TASK DESCRIPTION: Transcribe the material below verbatim, keeping every line in its original order.

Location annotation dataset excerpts
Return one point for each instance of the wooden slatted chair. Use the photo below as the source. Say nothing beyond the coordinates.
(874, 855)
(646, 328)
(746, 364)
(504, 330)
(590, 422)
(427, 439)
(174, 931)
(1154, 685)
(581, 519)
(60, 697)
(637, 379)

OUTPUT OF THE EXERCISE:
Return one point for each instance of the wooden slatted chair. Use the photo below as the source. Say nothing beyond the coordinates.
(874, 855)
(646, 328)
(746, 364)
(504, 330)
(590, 422)
(427, 439)
(174, 931)
(1154, 685)
(581, 519)
(60, 697)
(637, 379)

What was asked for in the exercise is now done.